____ EXTRACT

Adopt a Little Blind Girl

Free to good home:  one Little Blind Girl, lightly used.  This rare and exotic breed is known for its endearing clutziness, comically mis-matched clothing, and inconveniently good hearing.  This particular Little Blind Girl is fully housebroken and ready for show.  Her skills include running in four-inch heels, applying makeup with her eyes closed, and finding creative ways to reach the highest shelf.  As with most Little Blind Girls, her diet consists primarily of raw foods, though this specimen has mastered the art of boiling an egg and has demonstrated prodigious skills with the microwave.

Prospective owners must demonstrate their ability to care for a Little Blind Girl, including extensive first-aid skills and the ability to get condiment stains out of dry-clean only clothing.  All applicants must show proof of ownership of a high-end stereo system and be trained to handle the occasional tantrum when the Little Blind Girl gets a new toy but can’t read the assembly instructions written in 6-point font.

Little Blind Girls are well-known for their easy-going attitudes regarding what channel of television to watch, though they can develop attachments to certain actors if seen before their vision problems set in.  This Little Blind Girl will insist on watching anything with Johnny Depp.  Should a Pirates of the Caribbean marathon come on the air, do not attempt to get between the Little Blind Girl and the screen unless properly attired in protective gear.  Simply supply her with popcorn and Milk Duds, check on her at commercial breaks, and wait for the marathon to end, at which point the Little Blind Girl will resume her normal behavior patterns.  She is very loving and affectionate and would be a good addition to any home.  Except one with small children, which she will not see and may possibly step on.  Please leave a comment if interested.

________
____ MATERIAL PROVIDED

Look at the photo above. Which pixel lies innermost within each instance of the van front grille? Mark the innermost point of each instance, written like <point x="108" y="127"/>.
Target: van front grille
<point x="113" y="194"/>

________

**WHAT YOU HAVE TO DO**
According to the adoption notice, what should a Little Blind Girl be supplied with during a Pirates of the Caribbean marathon? The material after the text can be left aside.

**ANSWER FOR THE TASK**
Popcorn and Milk Duds.